=== The problem ===
First find the line containing "For each instance of the glass" in the data, then set it down exactly along with every line after it, through the last.
Available records section start
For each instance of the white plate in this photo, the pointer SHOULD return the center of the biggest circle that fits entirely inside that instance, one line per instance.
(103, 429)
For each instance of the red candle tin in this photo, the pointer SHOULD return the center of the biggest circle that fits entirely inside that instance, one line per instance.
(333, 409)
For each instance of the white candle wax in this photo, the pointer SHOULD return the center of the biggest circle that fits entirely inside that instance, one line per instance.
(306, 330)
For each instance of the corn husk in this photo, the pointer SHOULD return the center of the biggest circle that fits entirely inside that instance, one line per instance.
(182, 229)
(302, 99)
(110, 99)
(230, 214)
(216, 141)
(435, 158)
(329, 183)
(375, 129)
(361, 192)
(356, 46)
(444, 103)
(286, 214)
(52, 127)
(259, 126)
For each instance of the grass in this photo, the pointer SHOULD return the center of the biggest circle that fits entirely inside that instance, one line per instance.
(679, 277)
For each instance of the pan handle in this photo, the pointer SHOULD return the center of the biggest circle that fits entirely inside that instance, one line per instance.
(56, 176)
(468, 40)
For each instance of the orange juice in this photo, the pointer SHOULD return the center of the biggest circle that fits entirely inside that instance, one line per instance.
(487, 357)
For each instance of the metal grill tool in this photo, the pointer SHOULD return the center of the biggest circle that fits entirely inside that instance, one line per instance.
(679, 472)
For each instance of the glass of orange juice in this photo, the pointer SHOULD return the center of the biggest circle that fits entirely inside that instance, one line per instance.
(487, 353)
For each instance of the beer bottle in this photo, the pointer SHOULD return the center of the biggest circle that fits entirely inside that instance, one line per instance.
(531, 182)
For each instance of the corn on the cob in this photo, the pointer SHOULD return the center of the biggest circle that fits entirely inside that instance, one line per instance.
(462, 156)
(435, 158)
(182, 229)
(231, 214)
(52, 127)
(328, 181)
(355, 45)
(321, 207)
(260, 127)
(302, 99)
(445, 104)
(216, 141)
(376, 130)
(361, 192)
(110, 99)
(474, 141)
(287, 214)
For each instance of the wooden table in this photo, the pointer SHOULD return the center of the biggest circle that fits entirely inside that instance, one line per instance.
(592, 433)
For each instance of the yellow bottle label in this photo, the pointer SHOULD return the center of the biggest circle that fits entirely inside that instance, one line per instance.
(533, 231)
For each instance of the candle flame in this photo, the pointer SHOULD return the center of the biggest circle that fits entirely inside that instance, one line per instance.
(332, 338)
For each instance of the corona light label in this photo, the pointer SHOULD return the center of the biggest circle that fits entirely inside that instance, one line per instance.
Available records section end
=== Solution to this task ===
For each instance of the glass of orange juice in this photo, the pointer SHOULD return the center of the biggest circle that fits entirely inside that instance, one line per instance.
(487, 353)
For each instance of the beer bottle in this photo, the pointer SHOULD return the center of the biggest circle that fits entirely inside that instance, one line per instance.
(531, 182)
For each instance of the corn on the cob in this photo, the pointer SHOULD return the center of the biggest circle that fits entirely inside that instance, one line per instance.
(462, 156)
(435, 158)
(182, 229)
(231, 214)
(52, 127)
(328, 181)
(355, 45)
(321, 207)
(260, 127)
(302, 99)
(445, 104)
(216, 141)
(376, 130)
(361, 192)
(110, 99)
(474, 141)
(287, 214)
For each instance of the wooden table in this photo, the pointer SHOULD return the center of the biggest circle that fits entirely inside that instance, one line per instance.
(592, 433)
For each instance of the yellow bottle label in this photo, the pointer SHOULD return the center of the biggest circle that fits entirely inside that instance, one line per instance.
(533, 231)
For each instance of the candle flame in this photo, the pointer SHOULD return the center of the biggest circle that fits entirely inside that instance, one line per instance.
(332, 338)
For each instance of the corona light label in this photo, the pointer SHOULD return the center of the biggest circle that fits entirely inside that instance, one line per instance.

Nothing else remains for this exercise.